What this task involves: Reproduce the records below word for word, leaving out the pictures.

Source data:
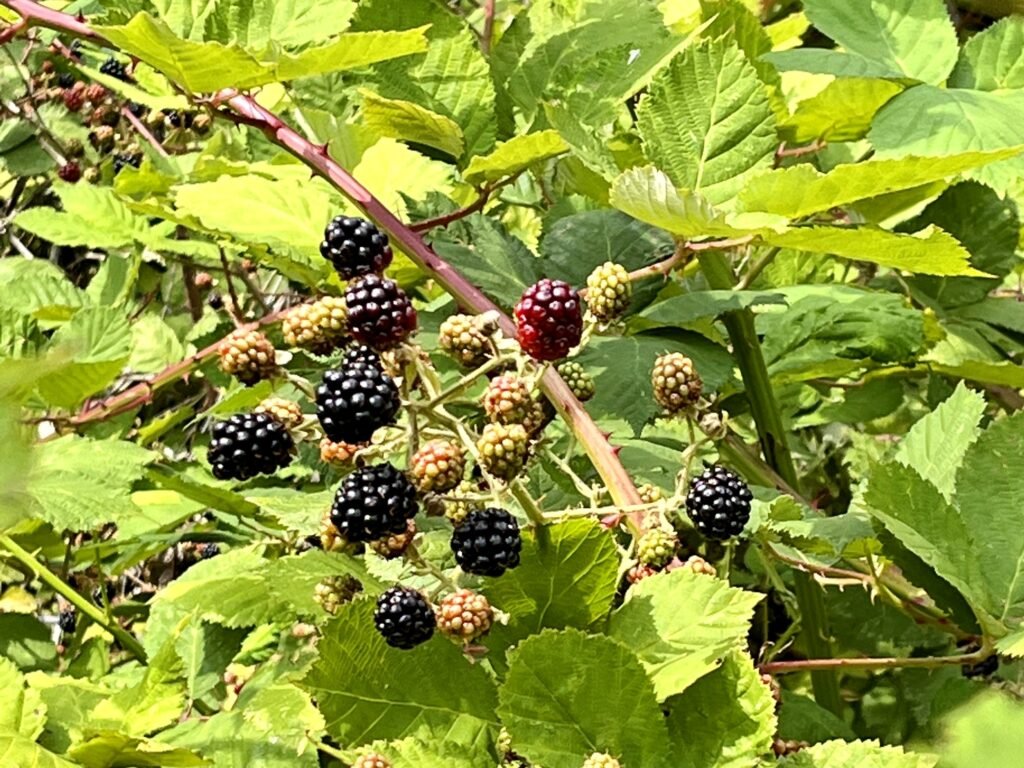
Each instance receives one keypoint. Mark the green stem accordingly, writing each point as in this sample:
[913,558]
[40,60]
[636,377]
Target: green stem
[768,419]
[128,642]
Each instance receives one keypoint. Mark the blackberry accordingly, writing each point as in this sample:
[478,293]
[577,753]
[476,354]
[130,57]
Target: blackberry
[465,615]
[70,172]
[608,291]
[355,247]
[355,400]
[380,313]
[247,444]
[115,69]
[403,617]
[487,542]
[248,355]
[719,503]
[578,379]
[462,338]
[509,400]
[601,760]
[504,450]
[549,320]
[320,327]
[437,466]
[372,503]
[287,412]
[66,621]
[656,548]
[676,383]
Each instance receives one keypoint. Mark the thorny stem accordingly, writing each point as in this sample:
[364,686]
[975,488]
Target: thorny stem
[128,642]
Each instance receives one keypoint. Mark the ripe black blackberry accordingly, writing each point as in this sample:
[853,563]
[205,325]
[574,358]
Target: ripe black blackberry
[355,400]
[487,542]
[719,503]
[355,247]
[549,320]
[403,617]
[372,503]
[380,313]
[115,69]
[247,444]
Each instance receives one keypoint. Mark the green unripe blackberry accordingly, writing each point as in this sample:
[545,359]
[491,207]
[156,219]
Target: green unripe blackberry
[608,291]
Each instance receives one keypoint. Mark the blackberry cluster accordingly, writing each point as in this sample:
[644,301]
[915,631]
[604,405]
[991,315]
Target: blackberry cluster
[608,291]
[549,320]
[372,503]
[487,542]
[403,617]
[247,444]
[719,503]
[355,400]
[355,247]
[465,615]
[380,314]
[437,466]
[578,379]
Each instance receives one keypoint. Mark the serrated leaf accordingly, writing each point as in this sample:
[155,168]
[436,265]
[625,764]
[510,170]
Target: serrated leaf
[707,122]
[681,625]
[992,59]
[78,483]
[515,156]
[842,112]
[935,122]
[410,122]
[800,190]
[857,755]
[556,707]
[935,446]
[725,720]
[368,690]
[901,38]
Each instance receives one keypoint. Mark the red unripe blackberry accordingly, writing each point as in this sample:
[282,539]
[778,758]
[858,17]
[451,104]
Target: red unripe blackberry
[247,444]
[487,542]
[719,503]
[380,314]
[355,247]
[549,320]
[355,400]
[403,617]
[70,172]
[372,503]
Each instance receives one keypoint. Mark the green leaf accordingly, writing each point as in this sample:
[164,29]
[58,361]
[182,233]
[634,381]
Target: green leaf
[556,707]
[908,38]
[725,720]
[681,625]
[801,189]
[935,122]
[856,755]
[97,343]
[515,156]
[568,578]
[935,446]
[987,732]
[930,251]
[410,122]
[210,67]
[991,59]
[78,483]
[707,122]
[842,112]
[368,690]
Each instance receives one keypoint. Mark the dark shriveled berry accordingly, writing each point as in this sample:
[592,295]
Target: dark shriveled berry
[719,503]
[373,503]
[403,617]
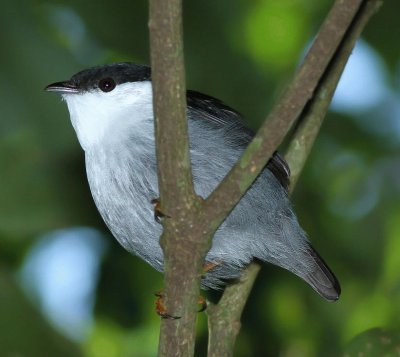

Response to the exercise:
Each instance receives one keypoint. Mark the green stem accordingly, writing each point as in this sample:
[913,558]
[40,60]
[636,377]
Target: green stem
[768,419]
[128,642]
Each instance receives one keypoint. Mark the blackberry accordingly, writing each point as in this sample:
[478,293]
[577,753]
[476,354]
[130,57]
Target: blackberry
[465,615]
[70,172]
[608,291]
[355,247]
[355,400]
[380,313]
[247,444]
[115,69]
[403,617]
[487,542]
[248,355]
[719,503]
[578,379]
[462,338]
[509,400]
[601,760]
[504,450]
[549,320]
[320,327]
[437,466]
[372,503]
[287,412]
[66,621]
[656,548]
[676,383]
Each instance receives one keypoint. Mark the thorny stem accordingly, writing each point as in this sample:
[364,686]
[975,488]
Target: thorny stem
[128,642]
Each instance receives one keypoint. Mark the ripe black blackberry accordingly, writing each point as in this sample:
[853,563]
[205,325]
[574,358]
Target: ripe black blackberry
[355,400]
[487,542]
[719,503]
[355,247]
[549,320]
[403,617]
[372,503]
[380,313]
[115,69]
[247,444]
Each instance receives one keypoint. Mark the green unripe blackberry accordingly, writing each point as in this sample:
[545,359]
[491,207]
[156,219]
Target: green unripe blackberry
[608,291]
Each instance receives one keypoint. Mark the blackberry cluster accordingly, writing each point as in this sample:
[644,301]
[915,631]
[604,405]
[991,315]
Target: blackberry cluster
[608,291]
[549,320]
[372,503]
[487,542]
[403,617]
[247,444]
[719,503]
[355,400]
[355,247]
[465,615]
[380,314]
[437,466]
[578,379]
Each instance receives one keypoint. Mark the serrated leaf accordingly, writing each point as in this sample:
[155,168]
[436,265]
[625,764]
[510,170]
Target: serrated leaf
[707,122]
[681,625]
[992,59]
[78,483]
[515,156]
[842,112]
[935,122]
[410,122]
[800,190]
[857,755]
[556,707]
[935,446]
[725,720]
[368,690]
[901,38]
Each instance receives one keypoint. Mark the red unripe blackberry accordingly, writing each point as in this sample:
[282,539]
[778,758]
[858,17]
[451,104]
Target: red unripe blackberry
[247,444]
[487,542]
[719,503]
[380,314]
[355,247]
[549,320]
[355,400]
[403,617]
[70,172]
[372,503]
Each instance receives one keypoint. Mark the green leaf accordingly, writing each point as in this sample:
[164,29]
[58,361]
[182,233]
[634,381]
Target: green leaf
[556,707]
[908,38]
[725,720]
[681,625]
[801,189]
[935,122]
[856,755]
[97,343]
[515,156]
[568,578]
[935,446]
[987,732]
[930,251]
[410,122]
[210,67]
[991,59]
[78,483]
[707,122]
[842,112]
[368,690]
Each instance receives one keypoint. Mark the dark shriveled berry accordingly, writing each point as in this sample:
[592,295]
Target: dark shriveled berry
[719,503]
[373,503]
[403,617]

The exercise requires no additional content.